SOURCE EXTRACT
+--
The three members of Congress who identify as Unitarian Universalists (Reps. Deborah Ross of North Carolina and Ami Bera and Judy Chu of California) also are returning, as are Huffman (the lone humanist) and Sinema (the only member who describes herself as religiously unaffiliated).
These are among the key findings of an analysis by Pew Research Center of CQ Roll Call data on the religious affiliations of members of Congress, gathered through questionnaires and follow-up phone calls to candidates’ and members’ offices.5 The CQ questionnaire asks members what religious group, if any, they belong to. It does not attempt to measure their religious beliefs or practices. The Pew Research Center analysis compares the religious affiliations of members of Congress with the Center’s survey data on the U.S. public.
Differences by Chamber
Both the Senate and the House are numerically dominated by Christians, with each chamber having a similar Protestant majority (57% in the House, 56% in the Senate). Looking at Protestant subgroups, Baptists make up a slightly larger share of the House (13%) than the Senate (10%). Episcopalians, Presbyterians, Lutherans and Congregationalists comprise larger shares in the Senate than in the House.
Catholics account for a slightly greater share of House than Senate members (28% and 26%, respectively). There are eight Orthodox Christians in the House, but none in the Senate.
+--
SET TASK 1
Using the passage on religion in Congress, say whether each statement agrees with it, answering yes or no and quoting the words that decide it. (a) Baptists make up a larger share of the Senate than of the House. (b) The Senate has no Orthodox Christian members. (c) The CQ questionnaire measures members' religious beliefs.

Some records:
+--
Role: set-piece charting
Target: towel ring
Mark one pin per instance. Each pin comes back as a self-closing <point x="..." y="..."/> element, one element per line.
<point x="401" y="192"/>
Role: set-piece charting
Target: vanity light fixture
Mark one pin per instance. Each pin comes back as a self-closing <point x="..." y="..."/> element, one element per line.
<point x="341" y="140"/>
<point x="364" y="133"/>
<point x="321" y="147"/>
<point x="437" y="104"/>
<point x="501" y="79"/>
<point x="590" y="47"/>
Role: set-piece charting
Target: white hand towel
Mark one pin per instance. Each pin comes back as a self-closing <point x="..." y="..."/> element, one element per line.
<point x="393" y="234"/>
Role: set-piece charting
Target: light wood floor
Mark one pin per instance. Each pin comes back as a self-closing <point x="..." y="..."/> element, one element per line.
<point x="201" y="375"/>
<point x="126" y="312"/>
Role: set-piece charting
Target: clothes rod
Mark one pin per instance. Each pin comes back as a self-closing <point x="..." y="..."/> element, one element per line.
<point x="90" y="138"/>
+--
SET TASK 2
Convert the records above into a two-column CSV with the headers request and response. Write one row per record, putting each field in quotes and replacing line breaks with spaces.

COMPLETE ANSWER 1
(a) No: "Baptists make up a slightly larger share of the House (13%) than the Senate (10%)."
(b) Yes: "There are eight Orthodox Christians in the House, but none in the Senate."
(c) No: "It does not attempt to measure their religious beliefs or practices."

COMPLETE ANSWER 2
request,response
"Role: set-piece charting Target: towel ring Mark one pin per instance. Each pin comes back as a self-closing <point x=""..."" y=""...""/> element, one element per line.","<point x=""401"" y=""192""/>"
"Role: set-piece charting Target: vanity light fixture Mark one pin per instance. Each pin comes back as a self-closing <point x=""..."" y=""...""/> element, one element per line.","<point x=""341"" y=""140""/> <point x=""364"" y=""133""/> <point x=""321"" y=""147""/> <point x=""437"" y=""104""/> <point x=""501"" y=""79""/> <point x=""590"" y=""47""/>"
"Role: set-piece charting Target: white hand towel Mark one pin per instance. Each pin comes back as a self-closing <point x=""..."" y=""...""/> element, one element per line.","<point x=""393"" y=""234""/>"
"Role: set-piece charting Target: light wood floor Mark one pin per instance. Each pin comes back as a self-closing <point x=""..."" y=""...""/> element, one element per line.","<point x=""201"" y=""375""/> <point x=""126"" y=""312""/>"
"Role: set-piece charting Target: clothes rod Mark one pin per instance. Each pin comes back as a self-closing <point x=""..."" y=""...""/> element, one element per line.","<point x=""90"" y=""138""/>"